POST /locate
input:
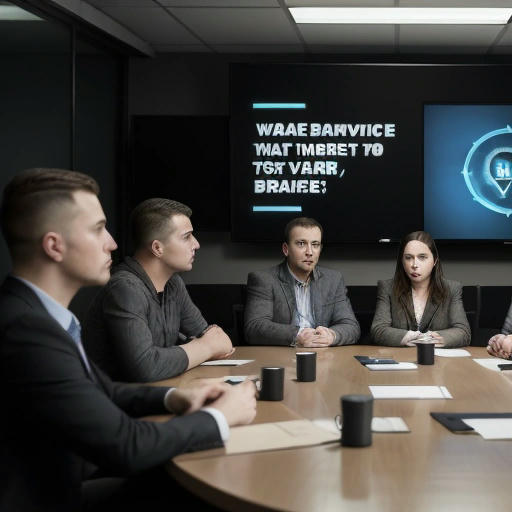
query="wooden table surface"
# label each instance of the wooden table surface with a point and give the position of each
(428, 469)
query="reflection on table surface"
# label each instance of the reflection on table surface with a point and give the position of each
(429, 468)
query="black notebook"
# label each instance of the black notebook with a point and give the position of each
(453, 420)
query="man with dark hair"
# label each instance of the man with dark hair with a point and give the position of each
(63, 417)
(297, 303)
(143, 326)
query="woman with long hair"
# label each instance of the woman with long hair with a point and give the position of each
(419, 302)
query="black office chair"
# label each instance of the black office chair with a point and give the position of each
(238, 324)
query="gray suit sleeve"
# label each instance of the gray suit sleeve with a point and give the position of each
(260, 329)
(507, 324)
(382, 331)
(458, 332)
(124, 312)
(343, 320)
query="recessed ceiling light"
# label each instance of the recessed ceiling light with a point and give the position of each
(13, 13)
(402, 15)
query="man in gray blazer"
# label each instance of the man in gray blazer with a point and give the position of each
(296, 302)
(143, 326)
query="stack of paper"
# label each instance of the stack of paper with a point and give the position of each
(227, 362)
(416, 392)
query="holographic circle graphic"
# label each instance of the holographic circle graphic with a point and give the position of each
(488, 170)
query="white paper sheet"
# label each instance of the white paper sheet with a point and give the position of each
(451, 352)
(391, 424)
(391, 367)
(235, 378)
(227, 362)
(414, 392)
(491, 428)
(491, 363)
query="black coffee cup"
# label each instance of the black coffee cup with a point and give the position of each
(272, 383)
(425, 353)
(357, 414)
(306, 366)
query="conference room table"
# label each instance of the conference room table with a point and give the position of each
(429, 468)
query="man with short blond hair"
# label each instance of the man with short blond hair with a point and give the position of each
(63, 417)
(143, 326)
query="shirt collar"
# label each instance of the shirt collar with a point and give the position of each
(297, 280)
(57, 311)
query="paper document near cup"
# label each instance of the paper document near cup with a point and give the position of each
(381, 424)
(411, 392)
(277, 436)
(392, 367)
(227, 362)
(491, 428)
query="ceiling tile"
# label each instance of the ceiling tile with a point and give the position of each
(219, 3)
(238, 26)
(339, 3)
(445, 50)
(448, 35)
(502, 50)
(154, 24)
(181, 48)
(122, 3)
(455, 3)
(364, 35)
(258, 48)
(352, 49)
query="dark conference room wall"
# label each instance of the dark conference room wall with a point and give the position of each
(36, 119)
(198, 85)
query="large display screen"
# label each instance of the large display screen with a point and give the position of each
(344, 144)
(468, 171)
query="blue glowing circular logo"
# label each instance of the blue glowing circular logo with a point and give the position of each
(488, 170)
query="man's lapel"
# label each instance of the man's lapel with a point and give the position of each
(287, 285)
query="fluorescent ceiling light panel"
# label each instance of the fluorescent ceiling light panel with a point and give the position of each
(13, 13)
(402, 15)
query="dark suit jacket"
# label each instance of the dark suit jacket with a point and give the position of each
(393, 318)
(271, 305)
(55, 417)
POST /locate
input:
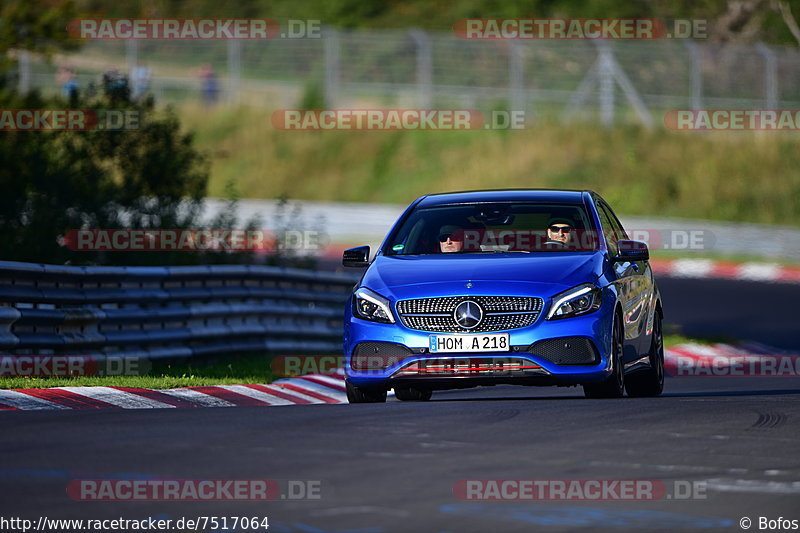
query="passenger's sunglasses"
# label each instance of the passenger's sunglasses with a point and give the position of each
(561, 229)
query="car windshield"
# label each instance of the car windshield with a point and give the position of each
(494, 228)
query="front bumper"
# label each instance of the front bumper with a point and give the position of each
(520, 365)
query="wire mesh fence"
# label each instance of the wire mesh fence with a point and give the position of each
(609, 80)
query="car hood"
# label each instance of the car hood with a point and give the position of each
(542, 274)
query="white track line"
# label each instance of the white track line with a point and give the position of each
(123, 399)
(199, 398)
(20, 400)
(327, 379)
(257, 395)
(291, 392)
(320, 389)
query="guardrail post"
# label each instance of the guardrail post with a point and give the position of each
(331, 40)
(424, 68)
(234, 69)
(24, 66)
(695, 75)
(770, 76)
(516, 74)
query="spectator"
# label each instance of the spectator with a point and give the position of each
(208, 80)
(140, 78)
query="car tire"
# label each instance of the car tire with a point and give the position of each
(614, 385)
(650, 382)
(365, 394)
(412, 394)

--

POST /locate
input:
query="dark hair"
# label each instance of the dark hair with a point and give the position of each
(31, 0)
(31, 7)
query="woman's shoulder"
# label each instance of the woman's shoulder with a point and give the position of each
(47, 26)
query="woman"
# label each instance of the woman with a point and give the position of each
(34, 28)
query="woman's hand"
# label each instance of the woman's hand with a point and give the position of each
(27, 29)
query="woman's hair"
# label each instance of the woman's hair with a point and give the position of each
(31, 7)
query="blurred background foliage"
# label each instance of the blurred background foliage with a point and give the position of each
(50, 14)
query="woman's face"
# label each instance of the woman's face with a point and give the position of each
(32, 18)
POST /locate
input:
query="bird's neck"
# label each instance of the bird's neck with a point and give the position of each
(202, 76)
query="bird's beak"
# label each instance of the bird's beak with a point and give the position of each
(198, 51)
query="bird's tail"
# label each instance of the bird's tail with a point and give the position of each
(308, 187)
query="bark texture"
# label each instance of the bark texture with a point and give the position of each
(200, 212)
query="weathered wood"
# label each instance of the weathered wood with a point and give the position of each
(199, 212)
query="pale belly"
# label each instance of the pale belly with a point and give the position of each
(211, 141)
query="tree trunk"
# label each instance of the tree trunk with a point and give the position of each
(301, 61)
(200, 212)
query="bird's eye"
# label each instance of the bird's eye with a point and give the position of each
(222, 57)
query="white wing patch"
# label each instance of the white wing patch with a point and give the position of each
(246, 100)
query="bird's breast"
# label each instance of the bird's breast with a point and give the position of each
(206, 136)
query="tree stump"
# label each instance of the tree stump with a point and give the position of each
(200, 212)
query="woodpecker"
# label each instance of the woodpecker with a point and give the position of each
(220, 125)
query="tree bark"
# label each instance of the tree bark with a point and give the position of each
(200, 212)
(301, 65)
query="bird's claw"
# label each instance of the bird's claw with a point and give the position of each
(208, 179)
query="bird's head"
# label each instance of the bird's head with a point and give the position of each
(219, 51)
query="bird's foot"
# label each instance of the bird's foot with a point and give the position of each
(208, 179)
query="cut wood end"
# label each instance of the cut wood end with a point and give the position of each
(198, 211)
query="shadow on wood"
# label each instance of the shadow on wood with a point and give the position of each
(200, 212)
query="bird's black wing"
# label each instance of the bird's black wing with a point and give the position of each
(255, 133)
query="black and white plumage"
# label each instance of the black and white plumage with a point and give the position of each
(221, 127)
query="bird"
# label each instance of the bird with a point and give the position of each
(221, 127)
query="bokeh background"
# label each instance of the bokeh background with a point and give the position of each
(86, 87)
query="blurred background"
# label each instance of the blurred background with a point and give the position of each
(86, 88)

--

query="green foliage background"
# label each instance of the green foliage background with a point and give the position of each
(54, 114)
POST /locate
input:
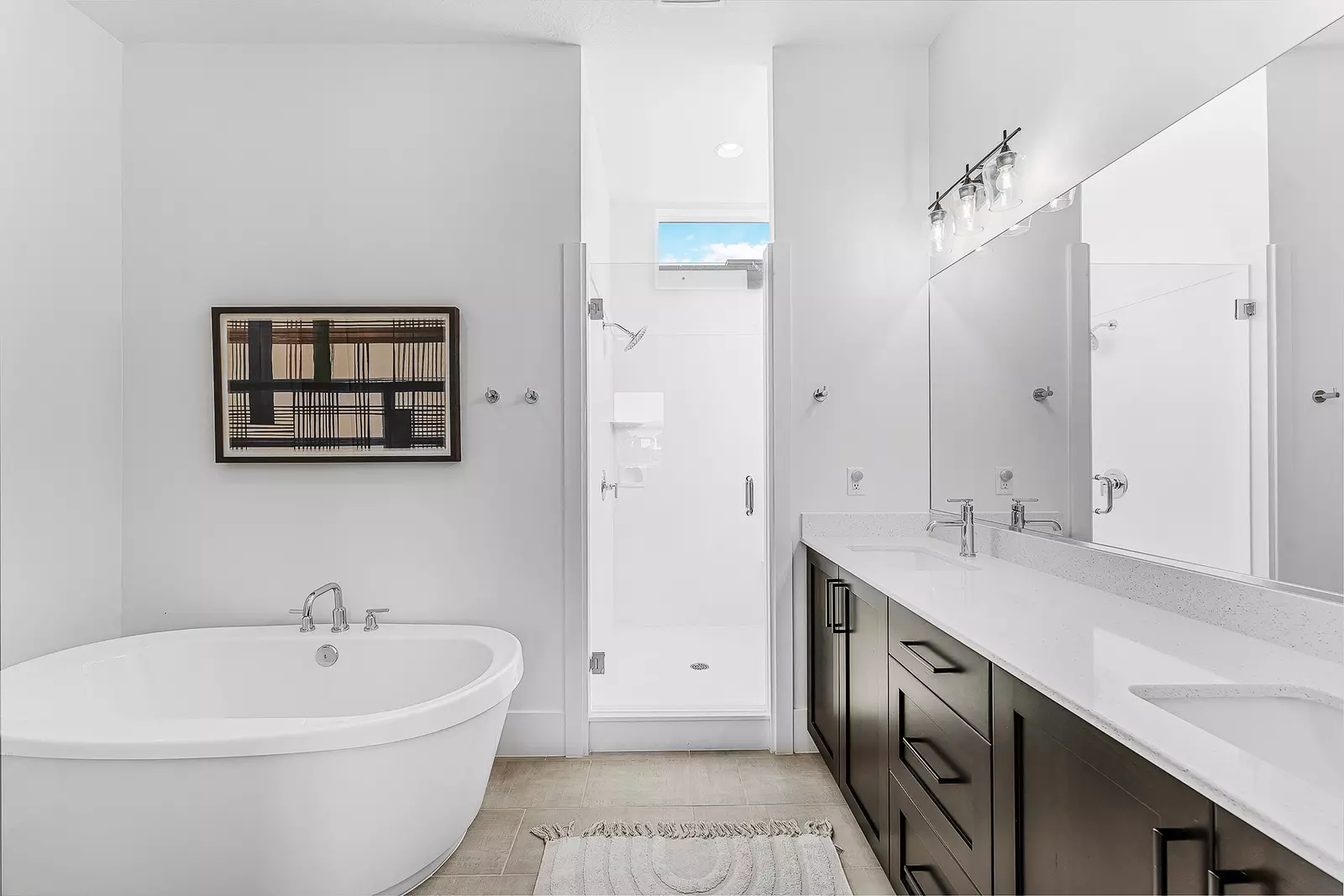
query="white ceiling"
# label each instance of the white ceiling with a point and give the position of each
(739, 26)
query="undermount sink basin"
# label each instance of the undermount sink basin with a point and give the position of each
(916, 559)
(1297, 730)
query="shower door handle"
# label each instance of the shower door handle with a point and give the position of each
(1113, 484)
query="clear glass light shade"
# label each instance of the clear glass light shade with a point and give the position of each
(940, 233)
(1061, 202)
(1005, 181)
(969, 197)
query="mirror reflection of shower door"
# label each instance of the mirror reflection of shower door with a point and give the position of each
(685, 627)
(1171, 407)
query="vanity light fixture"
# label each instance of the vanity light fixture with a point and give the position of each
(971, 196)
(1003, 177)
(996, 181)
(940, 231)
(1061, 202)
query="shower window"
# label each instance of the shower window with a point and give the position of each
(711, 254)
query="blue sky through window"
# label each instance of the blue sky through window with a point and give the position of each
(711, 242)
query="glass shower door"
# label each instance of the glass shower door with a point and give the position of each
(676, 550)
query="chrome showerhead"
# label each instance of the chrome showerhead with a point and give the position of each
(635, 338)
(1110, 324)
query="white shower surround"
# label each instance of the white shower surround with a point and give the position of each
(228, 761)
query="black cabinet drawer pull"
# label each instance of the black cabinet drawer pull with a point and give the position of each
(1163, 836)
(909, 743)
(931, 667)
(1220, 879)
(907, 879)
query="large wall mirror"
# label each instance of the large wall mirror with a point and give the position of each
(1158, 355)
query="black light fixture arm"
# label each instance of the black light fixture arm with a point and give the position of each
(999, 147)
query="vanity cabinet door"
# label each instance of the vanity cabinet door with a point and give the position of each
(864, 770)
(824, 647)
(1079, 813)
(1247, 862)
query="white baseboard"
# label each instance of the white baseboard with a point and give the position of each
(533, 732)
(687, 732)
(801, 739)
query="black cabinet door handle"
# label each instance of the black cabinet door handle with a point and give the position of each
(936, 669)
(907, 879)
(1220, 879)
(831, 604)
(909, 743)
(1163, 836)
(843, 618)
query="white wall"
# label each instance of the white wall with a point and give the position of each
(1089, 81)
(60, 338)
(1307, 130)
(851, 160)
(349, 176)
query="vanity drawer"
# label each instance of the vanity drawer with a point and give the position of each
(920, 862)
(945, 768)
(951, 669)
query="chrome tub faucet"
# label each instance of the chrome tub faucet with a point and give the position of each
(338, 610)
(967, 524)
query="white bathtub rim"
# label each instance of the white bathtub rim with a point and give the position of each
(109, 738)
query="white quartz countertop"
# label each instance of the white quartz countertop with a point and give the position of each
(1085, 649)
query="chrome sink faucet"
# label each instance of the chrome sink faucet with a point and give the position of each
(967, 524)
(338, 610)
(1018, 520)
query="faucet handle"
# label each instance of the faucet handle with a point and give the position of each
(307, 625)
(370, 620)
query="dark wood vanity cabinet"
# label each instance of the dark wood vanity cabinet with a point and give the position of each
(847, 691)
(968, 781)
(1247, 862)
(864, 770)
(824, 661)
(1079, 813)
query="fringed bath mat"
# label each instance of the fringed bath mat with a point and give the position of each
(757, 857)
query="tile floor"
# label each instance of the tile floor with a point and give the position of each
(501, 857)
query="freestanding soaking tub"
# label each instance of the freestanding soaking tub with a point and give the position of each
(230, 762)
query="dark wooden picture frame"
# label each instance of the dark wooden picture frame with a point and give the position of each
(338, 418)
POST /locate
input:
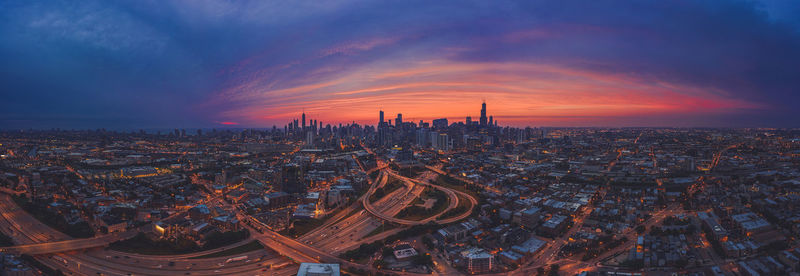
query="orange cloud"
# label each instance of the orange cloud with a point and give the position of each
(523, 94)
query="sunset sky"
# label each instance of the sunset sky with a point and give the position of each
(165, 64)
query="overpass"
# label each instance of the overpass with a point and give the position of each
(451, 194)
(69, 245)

Written request. Return every line of the listing above that contains the string "wooden", treating case as significant.

Answer to this task.
query="wooden table surface"
# label each instance of the wooden table surface with a point and give the position of each
query="dark wooden picture frame"
# label each instance of the dark wooden picture frame with a point and give the position of each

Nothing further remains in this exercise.